UNSTRUCTURED
While economic analyses and health technology assessment have come a long way in their multi-faceted assessment of the clinical, economic, ethical, legal, and societal perspectives that may be impacted by a new technologies and procedures, these approaches do not reflect underlying patient preferences that may be important in the assessment of “value” in the current value-based healthcare revolution. Also, the arbitrary nature of the threshold in these studies limit a value-based approach to measuring dollars in terms if an increase in the QALY gained. The major challenges that come with the transformation to a value-based healthcare system lead to questions such as: “how are economic analyses, often the basis for policy and reimbursement decisions, going to switch from a societal to an individual perspective?”; and “how do we assess (economic) value, then, taking into account individual preference heterogeneity as well as varying heuristics and decision rules?”
These challenges, both related to including the individual perspective in cost effectiveness analysis, have been widely debated. The societal perspective measures cost-effectiveness of treatment in terms of costs and Quality-Adjusted-Life-Years (QALY), where QALYs assume a health state that is more desirable is more valuable and, therefore, value is equated with preference or desirability. This approach has major empirical and conceptual shortcomings such as inconsistencies among values obtained from the standard-gamble, time-trade-off, and visual-analog-scale elicitation formats and more importantly, the linearity assumptions that violate the assumption of diminishing marginal utility.
This paper reviews 25 years of value assessment approaches in health. It first describes the foundation of value assessment in other fields, then in the second part discusses the application of these methods in health economics. In the third part, it explains why value assessment works differently in health and a one-to-one copy from other fields in not always appropriate. It will be challenging to take into account the complexities of individual preferences and behaviors, especially if they are not met at the societal level. The paper does conclude with suggestions and opportunities to further improve value assessment methods in health in the years to come.

Work to complete:
A) Transcribe the value assessment abstract from "These challenges, both" to "diminishing marginal utility.".
B) Answer these questions using the value assessment abstract:
(i) How many years of value assessment approaches does the paper review?
(ii) In what two terms does the societal perspective measure the cost-effectiveness of treatment?
(iii) Which three elicitation formats are named as giving inconsistent values?
The items have no connection to the value assessment abstract.

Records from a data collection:
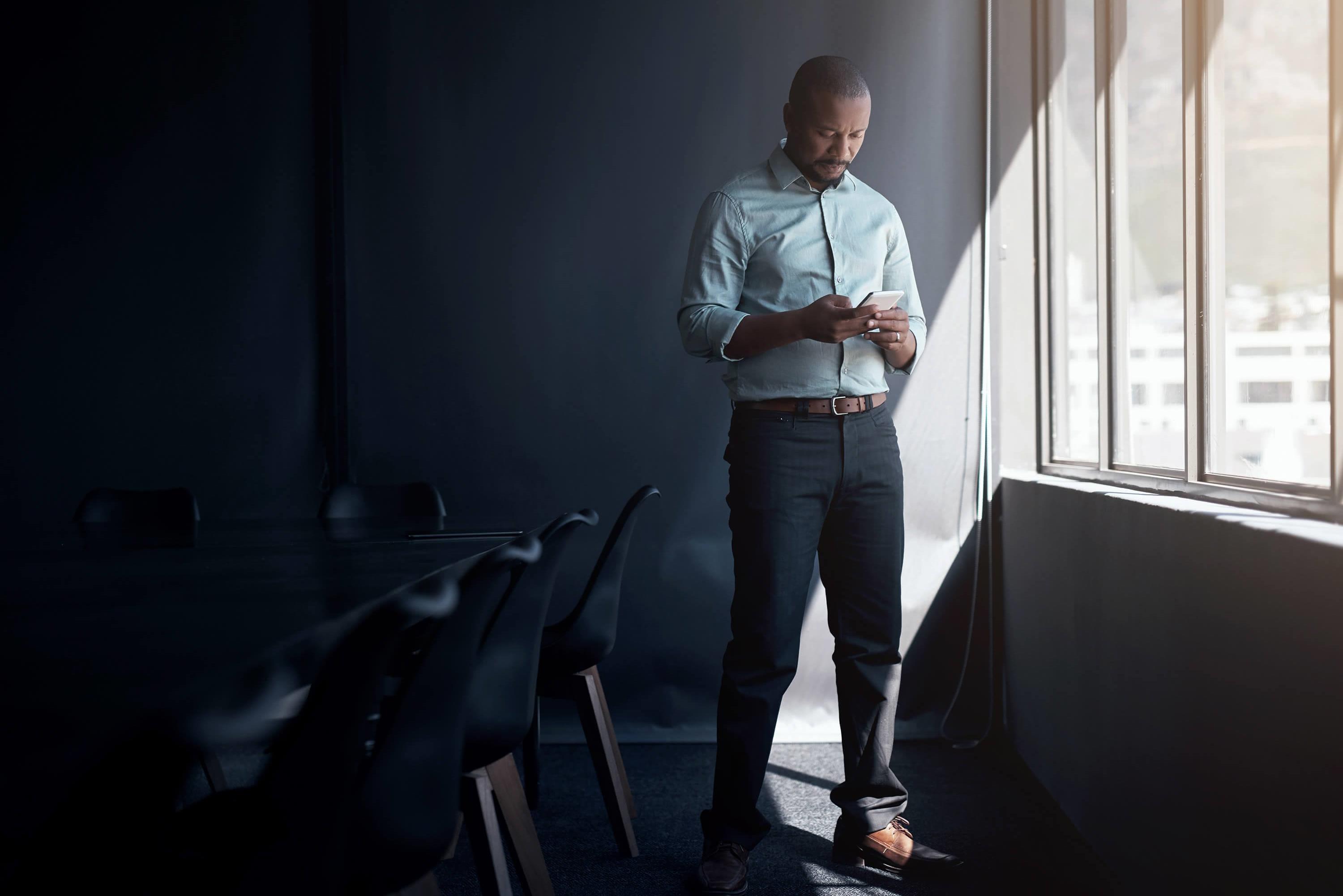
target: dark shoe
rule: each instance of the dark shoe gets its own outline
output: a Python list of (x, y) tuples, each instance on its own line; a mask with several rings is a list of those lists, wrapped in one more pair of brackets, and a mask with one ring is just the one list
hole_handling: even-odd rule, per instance
[(835, 822), (834, 850), (830, 858), (841, 865), (885, 868), (897, 875), (907, 870), (941, 870), (955, 868), (962, 861), (932, 846), (916, 844), (913, 834), (900, 815), (881, 830), (864, 833), (843, 815)]
[(705, 841), (696, 880), (702, 893), (735, 896), (747, 892), (747, 848), (727, 841)]

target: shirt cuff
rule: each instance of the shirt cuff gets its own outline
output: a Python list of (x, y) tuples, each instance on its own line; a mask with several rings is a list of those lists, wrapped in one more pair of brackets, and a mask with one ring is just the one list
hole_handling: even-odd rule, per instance
[(740, 361), (740, 357), (728, 357), (727, 348), (728, 343), (732, 341), (732, 334), (737, 332), (737, 326), (741, 320), (749, 317), (745, 312), (739, 312), (732, 308), (724, 308), (714, 312), (705, 324), (705, 336), (709, 341), (709, 348), (712, 353), (709, 355), (709, 361)]

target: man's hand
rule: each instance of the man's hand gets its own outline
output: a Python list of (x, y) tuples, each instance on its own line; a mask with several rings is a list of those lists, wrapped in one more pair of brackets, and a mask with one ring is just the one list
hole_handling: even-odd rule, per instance
[(854, 308), (847, 296), (822, 296), (806, 308), (799, 308), (798, 329), (802, 339), (818, 343), (842, 343), (851, 336), (872, 329), (873, 318), (881, 312), (876, 305)]
[(865, 333), (864, 339), (877, 348), (885, 349), (892, 367), (904, 367), (915, 356), (915, 336), (909, 332), (909, 312), (892, 308), (877, 312), (873, 324), (876, 333)]
[(874, 306), (850, 308), (847, 296), (822, 296), (806, 308), (772, 314), (748, 314), (737, 324), (723, 353), (741, 360), (803, 339), (842, 343), (872, 329)]

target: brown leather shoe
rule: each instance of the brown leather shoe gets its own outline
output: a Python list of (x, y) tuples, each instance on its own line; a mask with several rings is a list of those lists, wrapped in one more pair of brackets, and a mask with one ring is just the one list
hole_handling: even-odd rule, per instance
[(701, 893), (744, 893), (747, 892), (747, 848), (727, 841), (704, 841), (704, 858), (700, 860)]
[(962, 861), (932, 846), (916, 844), (900, 815), (881, 830), (862, 833), (843, 815), (835, 822), (834, 850), (830, 857), (841, 865), (885, 868), (896, 873), (955, 868)]

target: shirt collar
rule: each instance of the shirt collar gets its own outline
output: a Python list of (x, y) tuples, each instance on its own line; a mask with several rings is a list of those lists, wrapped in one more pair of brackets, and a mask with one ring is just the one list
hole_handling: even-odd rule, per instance
[[(774, 180), (779, 184), (779, 189), (787, 189), (799, 179), (806, 183), (806, 179), (802, 177), (802, 172), (798, 171), (798, 167), (792, 164), (791, 159), (788, 159), (788, 153), (783, 152), (783, 145), (786, 142), (788, 142), (787, 137), (780, 140), (779, 145), (774, 148), (772, 153), (770, 153), (770, 171), (774, 172)], [(807, 188), (810, 189), (811, 184), (807, 184)], [(843, 175), (841, 175), (835, 189), (853, 189), (853, 177), (849, 176), (847, 168), (845, 168)]]

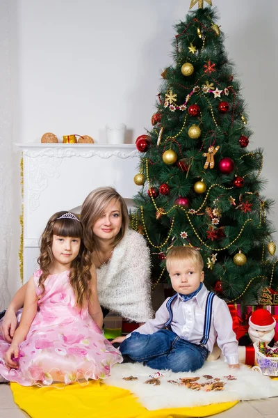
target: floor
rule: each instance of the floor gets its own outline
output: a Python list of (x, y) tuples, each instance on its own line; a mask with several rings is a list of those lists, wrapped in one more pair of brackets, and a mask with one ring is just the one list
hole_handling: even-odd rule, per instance
[[(13, 394), (8, 385), (0, 385), (0, 417), (1, 418), (29, 417), (24, 411), (22, 411), (13, 401)], [(215, 417), (217, 418), (261, 418), (262, 417), (278, 418), (278, 397), (270, 398), (264, 401), (240, 402), (234, 408), (215, 415)], [(53, 417), (53, 418), (58, 417)], [(106, 418), (106, 417), (101, 416), (101, 418)]]

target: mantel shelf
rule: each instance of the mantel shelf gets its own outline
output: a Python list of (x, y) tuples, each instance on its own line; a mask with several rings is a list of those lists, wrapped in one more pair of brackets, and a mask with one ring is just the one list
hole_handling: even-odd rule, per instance
[(51, 144), (51, 143), (38, 143), (32, 142), (18, 142), (15, 143), (15, 145), (19, 148), (38, 148), (42, 149), (45, 148), (90, 148), (90, 149), (111, 149), (111, 150), (135, 150), (136, 146), (135, 144)]

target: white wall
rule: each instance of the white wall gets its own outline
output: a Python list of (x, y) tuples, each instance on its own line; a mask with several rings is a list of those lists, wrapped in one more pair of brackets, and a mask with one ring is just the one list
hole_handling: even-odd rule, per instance
[[(278, 3), (213, 3), (248, 104), (252, 147), (265, 148), (265, 194), (277, 201)], [(102, 142), (105, 124), (120, 121), (127, 125), (134, 142), (144, 127), (150, 127), (160, 75), (172, 62), (172, 25), (183, 20), (189, 4), (190, 0), (13, 0), (14, 141), (39, 141), (50, 131), (59, 138), (89, 134)], [(16, 158), (15, 163), (17, 183)], [(278, 229), (275, 212), (277, 206), (272, 219)], [(16, 245), (15, 249), (13, 264)], [(10, 283), (11, 291), (19, 284), (16, 279)]]

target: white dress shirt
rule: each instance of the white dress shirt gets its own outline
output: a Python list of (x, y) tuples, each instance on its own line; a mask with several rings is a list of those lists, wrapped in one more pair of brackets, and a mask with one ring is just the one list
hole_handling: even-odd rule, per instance
[[(203, 284), (202, 289), (192, 299), (183, 302), (179, 295), (173, 300), (171, 309), (173, 318), (171, 327), (173, 332), (190, 343), (199, 344), (204, 332), (206, 297), (208, 291)], [(137, 328), (133, 332), (154, 334), (165, 327), (169, 319), (166, 308), (168, 297), (156, 313), (154, 319)], [(130, 334), (128, 336), (129, 336)], [(226, 302), (215, 296), (213, 302), (213, 314), (208, 341), (206, 348), (211, 353), (217, 341), (226, 361), (229, 364), (238, 363), (238, 341), (232, 329), (232, 319)]]

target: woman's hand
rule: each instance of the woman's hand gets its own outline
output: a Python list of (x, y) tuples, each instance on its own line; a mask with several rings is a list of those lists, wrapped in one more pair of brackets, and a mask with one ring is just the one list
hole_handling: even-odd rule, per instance
[(111, 344), (113, 344), (113, 343), (122, 343), (122, 341), (124, 341), (126, 338), (126, 336), (117, 336), (115, 339), (112, 340)]
[(4, 340), (8, 343), (12, 342), (17, 325), (17, 320), (15, 311), (7, 309), (2, 320), (0, 332)]
[(236, 364), (229, 364), (229, 369), (239, 369), (239, 364), (238, 364), (238, 363)]
[(19, 357), (19, 348), (17, 344), (11, 343), (10, 348), (4, 354), (5, 365), (8, 369), (18, 369), (18, 363), (15, 361)]

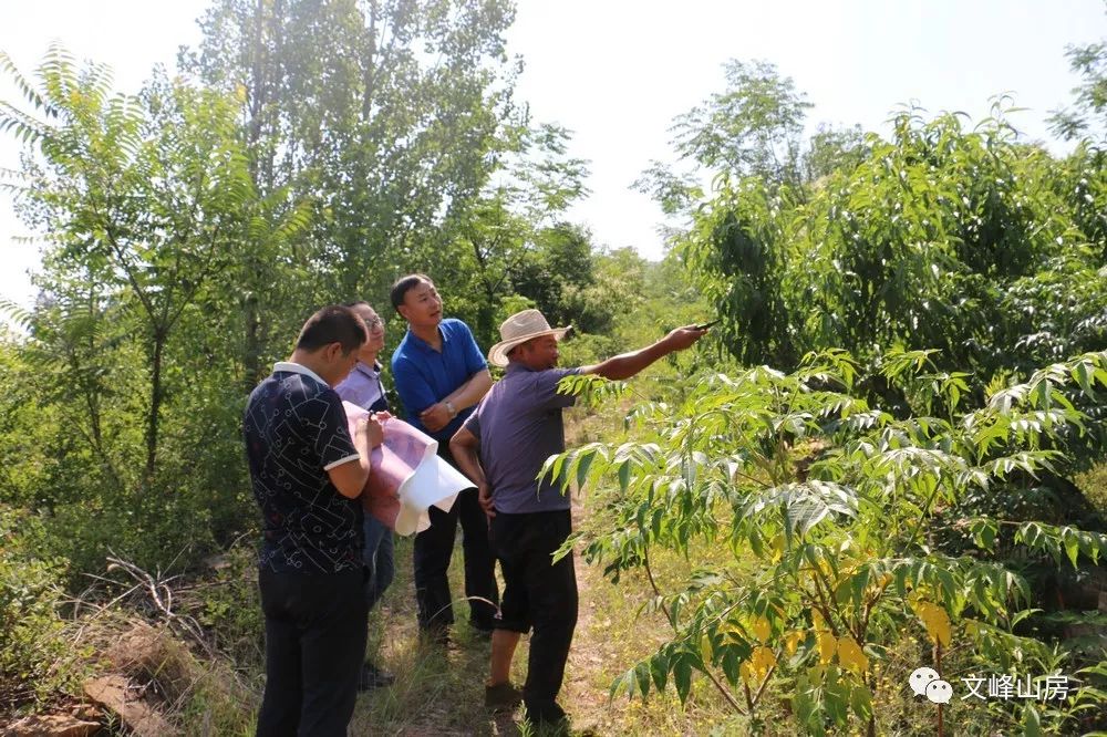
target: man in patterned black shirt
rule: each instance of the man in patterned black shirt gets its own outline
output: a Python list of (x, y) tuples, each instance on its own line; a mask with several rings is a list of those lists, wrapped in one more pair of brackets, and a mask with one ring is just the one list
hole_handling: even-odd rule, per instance
[(368, 338), (350, 308), (313, 314), (287, 362), (258, 384), (244, 432), (263, 541), (266, 689), (258, 735), (344, 736), (365, 651), (362, 509), (381, 419), (350, 437), (332, 388)]

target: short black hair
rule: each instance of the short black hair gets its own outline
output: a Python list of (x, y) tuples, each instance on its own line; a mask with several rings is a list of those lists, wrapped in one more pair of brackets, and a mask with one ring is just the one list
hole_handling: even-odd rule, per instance
[(428, 284), (433, 284), (431, 277), (425, 273), (410, 273), (406, 277), (401, 277), (396, 280), (396, 283), (392, 284), (392, 292), (389, 297), (392, 299), (392, 309), (400, 311), (400, 305), (404, 303), (404, 297), (407, 292), (415, 289), (420, 282), (425, 281)]
[(362, 346), (369, 335), (365, 323), (356, 312), (342, 304), (329, 304), (308, 318), (296, 339), (299, 351), (318, 351), (331, 343), (341, 343), (342, 352), (350, 353)]

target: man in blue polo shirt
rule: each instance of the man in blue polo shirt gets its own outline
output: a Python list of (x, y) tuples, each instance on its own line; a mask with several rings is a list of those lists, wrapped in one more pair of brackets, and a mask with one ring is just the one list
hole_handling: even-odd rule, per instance
[[(561, 411), (576, 397), (558, 394), (558, 382), (573, 374), (629, 378), (706, 332), (677, 328), (652, 345), (603, 363), (558, 369), (557, 344), (567, 330), (551, 329), (538, 310), (508, 318), (499, 329), (503, 340), (488, 351), (488, 360), (506, 365), (507, 373), (451, 442), (454, 457), (477, 485), (492, 518), (493, 550), (504, 573), (485, 704), (507, 708), (521, 697), (536, 725), (561, 730), (566, 715), (557, 695), (577, 626), (577, 578), (572, 556), (556, 563), (551, 557), (571, 531), (570, 505), (550, 479), (536, 480), (546, 459), (565, 451)], [(519, 637), (531, 627), (527, 682), (520, 694), (508, 676)]]
[[(473, 333), (461, 320), (443, 320), (442, 298), (423, 274), (410, 274), (392, 288), (392, 307), (407, 321), (407, 333), (392, 354), (392, 377), (407, 421), (438, 442), (451, 465), (449, 438), (492, 386), (492, 375)], [(449, 559), (462, 523), (465, 595), (469, 622), (492, 633), (499, 591), (488, 548), (488, 522), (476, 489), (465, 489), (448, 512), (431, 507), (431, 527), (415, 536), (415, 604), (421, 633), (444, 643), (454, 622)]]
[(258, 584), (266, 617), (260, 736), (344, 736), (365, 652), (362, 508), (377, 415), (353, 438), (331, 388), (358, 361), (365, 323), (345, 307), (313, 314), (287, 362), (250, 394), (242, 421), (261, 508)]

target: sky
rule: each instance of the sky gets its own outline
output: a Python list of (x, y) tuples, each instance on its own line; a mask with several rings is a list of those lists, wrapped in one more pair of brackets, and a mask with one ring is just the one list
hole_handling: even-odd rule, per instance
[[(0, 50), (30, 74), (53, 40), (115, 70), (135, 92), (154, 64), (199, 41), (207, 0), (0, 0)], [(1012, 122), (1056, 153), (1046, 118), (1078, 83), (1068, 44), (1107, 38), (1104, 0), (520, 0), (509, 53), (526, 63), (517, 96), (536, 121), (573, 132), (591, 195), (569, 219), (598, 245), (663, 253), (656, 205), (630, 186), (651, 160), (673, 162), (672, 120), (724, 89), (728, 59), (766, 60), (790, 76), (819, 123), (887, 133), (900, 105), (989, 114), (995, 95), (1026, 108)], [(0, 100), (19, 97), (4, 77)], [(0, 167), (19, 144), (0, 133)], [(31, 235), (0, 191), (0, 298), (29, 305)]]

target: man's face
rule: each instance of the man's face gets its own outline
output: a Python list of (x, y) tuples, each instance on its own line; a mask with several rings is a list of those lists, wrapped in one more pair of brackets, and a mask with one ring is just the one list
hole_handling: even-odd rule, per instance
[(400, 314), (413, 326), (435, 326), (442, 322), (442, 298), (430, 281), (421, 281), (404, 294)]
[(376, 314), (376, 310), (365, 304), (355, 307), (354, 312), (365, 323), (365, 333), (369, 335), (369, 340), (362, 344), (358, 357), (362, 363), (372, 364), (376, 361), (376, 354), (384, 347), (384, 321)]
[(531, 371), (546, 371), (557, 366), (557, 339), (542, 335), (519, 346), (519, 360)]

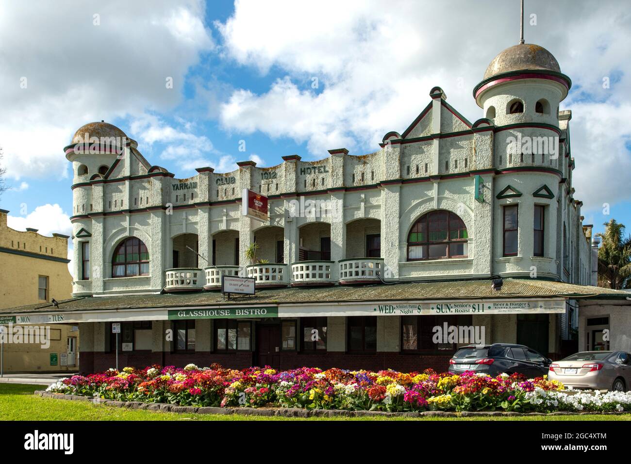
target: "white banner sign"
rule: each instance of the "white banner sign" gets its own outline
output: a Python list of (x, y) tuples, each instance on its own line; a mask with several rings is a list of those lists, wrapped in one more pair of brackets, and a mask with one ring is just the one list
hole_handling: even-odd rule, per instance
[(221, 276), (221, 292), (254, 294), (255, 280), (251, 277)]
[(326, 316), (457, 316), (458, 314), (524, 314), (565, 312), (565, 300), (516, 300), (422, 302), (327, 305), (280, 305), (281, 318)]

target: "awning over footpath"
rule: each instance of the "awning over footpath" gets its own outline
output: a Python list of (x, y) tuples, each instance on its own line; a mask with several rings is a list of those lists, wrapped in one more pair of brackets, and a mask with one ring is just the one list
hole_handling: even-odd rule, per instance
[[(74, 298), (0, 310), (0, 323), (78, 323), (358, 315), (563, 312), (568, 299), (626, 300), (621, 290), (563, 282), (504, 279), (401, 283), (363, 287), (257, 290), (229, 299), (219, 292)], [(631, 304), (631, 302), (628, 302)]]

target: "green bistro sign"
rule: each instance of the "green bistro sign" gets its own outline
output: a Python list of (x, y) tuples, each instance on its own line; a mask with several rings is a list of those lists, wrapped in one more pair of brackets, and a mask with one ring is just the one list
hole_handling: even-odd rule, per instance
[(186, 319), (240, 319), (242, 318), (277, 318), (278, 307), (225, 307), (216, 309), (169, 309), (170, 321)]

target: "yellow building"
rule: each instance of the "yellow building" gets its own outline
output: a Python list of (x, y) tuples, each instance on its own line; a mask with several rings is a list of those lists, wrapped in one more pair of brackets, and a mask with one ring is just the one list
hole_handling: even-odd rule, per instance
[[(69, 237), (14, 230), (7, 226), (8, 213), (0, 210), (0, 309), (70, 298)], [(50, 322), (36, 315), (0, 318), (5, 374), (78, 369), (78, 328)]]

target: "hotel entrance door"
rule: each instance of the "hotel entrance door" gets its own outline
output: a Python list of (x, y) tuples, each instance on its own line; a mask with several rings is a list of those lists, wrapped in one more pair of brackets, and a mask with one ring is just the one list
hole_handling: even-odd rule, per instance
[(280, 325), (256, 324), (256, 365), (280, 366)]

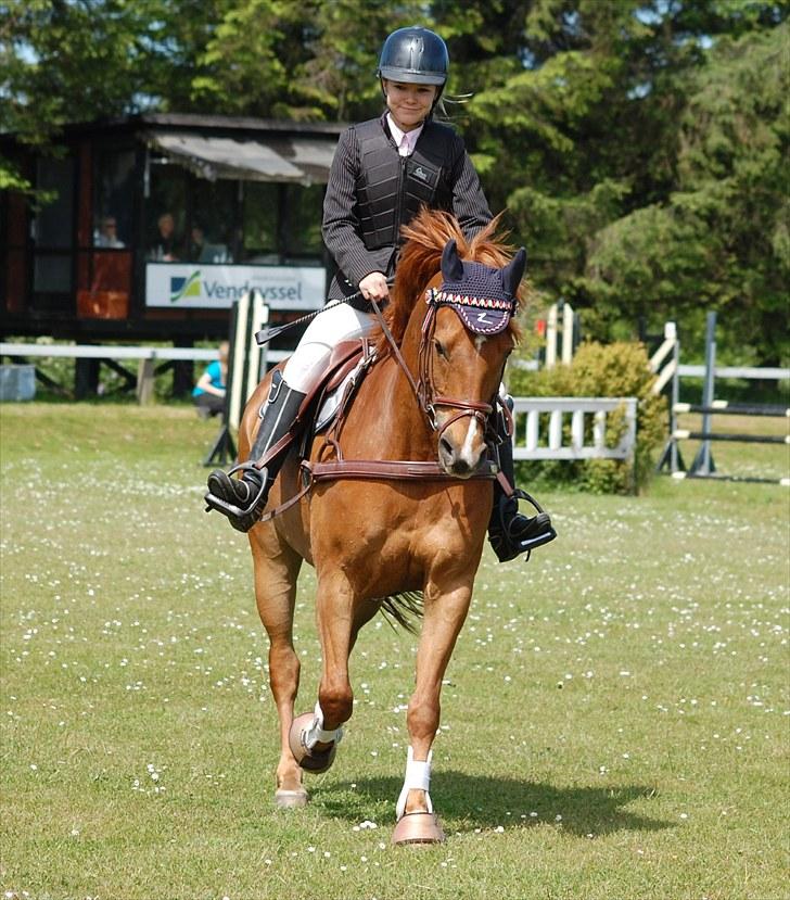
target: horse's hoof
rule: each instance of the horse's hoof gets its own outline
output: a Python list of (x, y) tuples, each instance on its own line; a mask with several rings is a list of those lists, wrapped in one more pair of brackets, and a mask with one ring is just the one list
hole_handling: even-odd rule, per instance
[(318, 775), (326, 772), (334, 762), (334, 755), (337, 752), (336, 741), (327, 750), (308, 750), (305, 747), (304, 736), (305, 732), (313, 724), (311, 712), (303, 712), (297, 715), (291, 723), (291, 731), (288, 735), (288, 743), (291, 747), (293, 758), (305, 772), (313, 772)]
[(407, 812), (392, 833), (392, 842), (396, 847), (419, 847), (444, 841), (445, 836), (438, 824), (438, 816), (433, 812)]
[(280, 789), (275, 794), (275, 802), (281, 810), (301, 809), (307, 806), (308, 799), (307, 791), (304, 788), (301, 790)]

Replies:
A)
These challenges, both related to including the individual perspective in cost effectiveness analysis, have been widely debated. The societal perspective measures cost-effectiveness of treatment in terms of costs and Quality-Adjusted-Life-Years (QALY), where QALYs assume a health state that is more desirable is more valuable and, therefore, value is equated with preference or desirability. This approach has major empirical and conceptual shortcomings such as inconsistencies among values obtained from the standard-gamble, time-trade-off, and visual-analog-scale elicitation formats and more importantly, the linearity assumptions that violate the assumption of diminishing marginal utility.

B)
(i) 25 years
(ii) Costs and Quality-Adjusted-Life-Years (QALY)
(iii) Standard-gamble, time-trade-off, and visual-analog-scale